** begin PASSAGE TO READ **

All that matters to my mother is that Katia is a woman. 

* * *

My mother and I have never been close. She was abusive and harsh when I was growing up, and I learned early on that no one could protect me from her. Not even Millie, though she tried. I left to attend boarding school at 13 and never returned. 

Boarding school was my way out. At 13 I had to leave to save my own life. 

She’s been in and out of my life since. Whenever I disobey her or don’t live my life the way she thinks I should, which is often, she punishes me by denying me her love. 

She’s done this so many times, leaving me longing for her love. A friend asked me recently, “How many times have you lost your mother?” The question connotes that I had her love at some point. It pains me to say it, and I feel so much guilt writing this, but the truth is I’ve never felt like I had my mother’s consistent love. Not as a child. Not as an adult. But nothing exists in a vacuum. I know my mother is unable to mother me because of her own trauma. 

* * *

My mother was raised in Honduras in the kind of poverty we only see in Save the Children commercials. She once told me a story of when she was 11 years old. She’s sitting on the latrine. It looks like the one I used on my first trip to Honduras when I was 9. I was a spoiled Americana who had only used a toilet that flushed so I didn’t have to look at where the stuff went. The toilets at home were white and eddied the business away. This thing was a black, bottomless hole where I imagined all sorts of vermin squirmed, waiting for an unsuspecting child like me for them to grab and chew on. The wooden planks of the shack were old and splintered, black in parts where the moisture had seeped into the grain, which was now growing mold. You could peek out in spots where the wood had warped. Mom is sitting on the wooden top, no toilet seat to protect her rear, but by this time she knew how to sit so the splinters didn’t dig into her. She’s grown immune to the stench and the frightening thoughts of what’s festering in that hole. She’s swinging her skinny legs, elbows propped on her knees, face in her hands. She’s scarred from mosquito bites and so many falls. She picks at a scab and wonders what they’ll eat that night. Tortillas y frijoles, for sure. The staple diet de los pobres. She hopes her abuelita Tinita has scrounged enough to buy at least a piece of meat. Un pollito o una carnesita de res dripping in fat and juices. It’s been so long since Mom ate meat. That’s when she feels the shudder in her stomach, like something is moving, slithering. Then she starts to choke. Something has lodged in her throat so she can’t breathe in or out. She kicks the flimsy wooden door of the latrine. Her worn-too-many-times panties and shorts are still around her ankles. Her T-shirt is still rolled up above her belly button. Abuelita, who is sitting on a stool in the patio shelling beans, runs to her and shoves her hand into Mom’s mouth. Mom gags but nothing comes up. Tinita shoves her fingers deeper until she feels it. She grabs hold and yanks, pulls out a tapeworm two feet long. Mom falls back onto the dirt, sweating and heaving.

** end PASSAGE TO READ **
** begin COLLECTED MATERIAL **

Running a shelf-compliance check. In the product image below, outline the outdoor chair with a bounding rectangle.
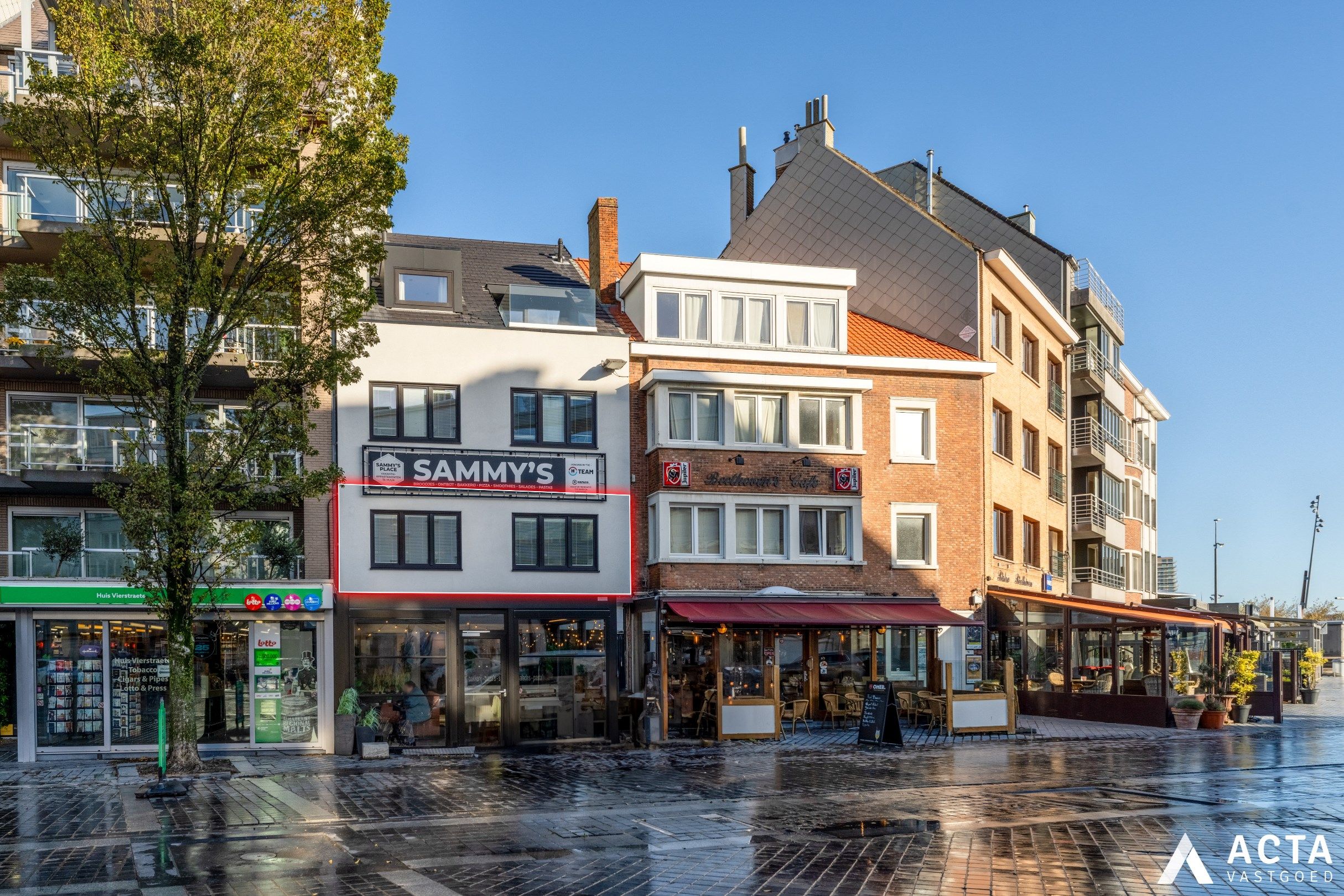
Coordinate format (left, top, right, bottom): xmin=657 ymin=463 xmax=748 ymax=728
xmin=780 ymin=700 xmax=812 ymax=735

** end COLLECTED MATERIAL **

# [WHAT YOU SHOULD DO]
Please copy word for word the portion of the memoir excerpt above about the writer's mother, starting at the words "All that matters" and stopping after "me her love.".

# [COMPLETED EXERCISE]
All that matters to my mother is that Katia is a woman. 

* * *

My mother and I have never been close. She was abusive and harsh when I was growing up, and I learned early on that no one could protect me from her. Not even Millie, though she tried. I left to attend boarding school at 13 and never returned. 

Boarding school was my way out. At 13 I had to leave to save my own life. 

She’s been in and out of my life since. Whenever I disobey her or don’t live my life the way she thinks I should, which is often, she punishes me by denying me her love.